Pointing records:
%%
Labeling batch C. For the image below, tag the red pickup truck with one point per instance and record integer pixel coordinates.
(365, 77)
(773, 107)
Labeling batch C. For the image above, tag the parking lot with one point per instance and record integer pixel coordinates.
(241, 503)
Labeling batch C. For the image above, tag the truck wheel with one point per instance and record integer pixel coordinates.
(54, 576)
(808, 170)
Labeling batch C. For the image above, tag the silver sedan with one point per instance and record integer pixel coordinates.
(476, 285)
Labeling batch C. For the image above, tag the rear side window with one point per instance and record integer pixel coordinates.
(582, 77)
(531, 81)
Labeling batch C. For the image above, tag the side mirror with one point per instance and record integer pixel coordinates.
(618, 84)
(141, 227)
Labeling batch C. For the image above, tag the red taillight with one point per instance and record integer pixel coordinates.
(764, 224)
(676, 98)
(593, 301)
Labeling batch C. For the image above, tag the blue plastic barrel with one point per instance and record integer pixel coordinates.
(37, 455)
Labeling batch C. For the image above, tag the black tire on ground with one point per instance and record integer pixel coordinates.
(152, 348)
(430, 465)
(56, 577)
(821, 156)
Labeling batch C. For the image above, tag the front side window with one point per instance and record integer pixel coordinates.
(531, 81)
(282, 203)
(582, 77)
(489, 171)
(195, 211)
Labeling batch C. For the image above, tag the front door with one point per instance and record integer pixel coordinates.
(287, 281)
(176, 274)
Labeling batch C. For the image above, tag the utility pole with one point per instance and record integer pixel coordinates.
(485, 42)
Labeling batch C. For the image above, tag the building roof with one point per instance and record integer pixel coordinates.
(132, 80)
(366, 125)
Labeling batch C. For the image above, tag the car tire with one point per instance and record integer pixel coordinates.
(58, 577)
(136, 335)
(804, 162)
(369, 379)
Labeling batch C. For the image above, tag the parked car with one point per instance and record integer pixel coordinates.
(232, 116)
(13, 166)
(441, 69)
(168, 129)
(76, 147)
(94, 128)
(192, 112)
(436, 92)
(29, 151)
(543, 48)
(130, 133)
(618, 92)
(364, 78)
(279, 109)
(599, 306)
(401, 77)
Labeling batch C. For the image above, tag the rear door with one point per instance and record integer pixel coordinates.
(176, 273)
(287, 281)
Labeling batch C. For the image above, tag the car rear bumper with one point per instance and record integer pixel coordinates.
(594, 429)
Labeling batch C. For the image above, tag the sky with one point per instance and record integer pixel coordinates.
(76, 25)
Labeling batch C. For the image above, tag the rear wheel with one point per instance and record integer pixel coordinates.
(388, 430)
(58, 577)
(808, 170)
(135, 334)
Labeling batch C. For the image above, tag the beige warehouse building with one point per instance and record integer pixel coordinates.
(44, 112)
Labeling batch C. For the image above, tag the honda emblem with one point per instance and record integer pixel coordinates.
%%
BRIEF: Reproduce the material above, every line of it, exactly.

SOLUTION FOR THIS PROBLEM:
Labeling batch C. For the image below, tag the red pickup truck with one point per instance and record integer pixel coordinates.
(365, 77)
(773, 107)
Labeling batch C. For the image above, tag the parking lot with one point per instance and record integer pixel coordinates.
(241, 503)
Labeling batch C. For the image above, tag the truck wheel with one point per instance and record integer pixel coordinates.
(54, 576)
(808, 170)
Labeling batch C. For the image above, tag the silver sedan with one point per instance and record integer pixel coordinates.
(476, 285)
Labeling batch C. For the image above, tag the rear side window with one point per instance and record integer pixel coordinates.
(582, 77)
(531, 81)
Labeling batch C. For the image above, tag the side mirror with one point per instance and record integer pixel coordinates.
(618, 84)
(141, 227)
Labeling batch C. For the image above, tag the red taillight with one point per instance and record integer pixel coordinates.
(764, 224)
(676, 98)
(593, 301)
Labeling batch C. For the image above, tag the blue plastic barrel with one point per instance and record integer pixel coordinates.
(37, 455)
Labeling batch C. For the image above, tag the black tire on ground with one point per instance and record integer pixel coordinates.
(152, 348)
(430, 465)
(56, 577)
(821, 156)
Labeling batch C. For the image above, tag the front side window with one point per instance and record integer pixel coordinates.
(531, 81)
(282, 203)
(582, 77)
(489, 171)
(195, 211)
Labeling batch C. For the image above, tag the front door with one point per instance and record integer pixel coordinates.
(287, 281)
(176, 274)
Labeling batch C. For the image above, tag the utility pole with one point per instance and record integer pixel coordinates.
(485, 42)
Labeling batch C. For the image above, tag the building roof with one point per instance and record integer pixel coordinates.
(132, 80)
(366, 125)
Labeling batch C. For the image above, tag the car tire with one point per instance and record integer pixel coordinates.
(58, 577)
(136, 335)
(804, 162)
(369, 379)
Labeling batch C. For the image above, tag the parked car with one point per instance and record integer pixel coordinates.
(232, 116)
(13, 166)
(441, 69)
(168, 129)
(76, 147)
(94, 128)
(192, 112)
(436, 92)
(29, 151)
(543, 48)
(130, 133)
(618, 92)
(364, 78)
(279, 109)
(599, 306)
(401, 77)
Labeling batch C. For the image above, tag the rear door with one point per instance and record integer pixel coordinates.
(176, 273)
(287, 281)
Labeling batch C. For the image above, tag the car rear bumper with one point per instance and record integer pixel coordinates.
(594, 429)
Labeling batch C. For the image above, tag the sky with one point per instance and record integer pixel coordinates.
(76, 25)
Labeling batch C. For the image above, tag the rear wheel with one point per instance and record integer pixel coordinates.
(388, 430)
(58, 577)
(808, 170)
(135, 334)
Labeling batch C. For the image above, tag the beige warehouse building with one point per instance and record integer pixel coordinates.
(44, 112)
Labeling batch C. For the image above, tag the honda emblem with one point per instance and record integer pixel coordinates.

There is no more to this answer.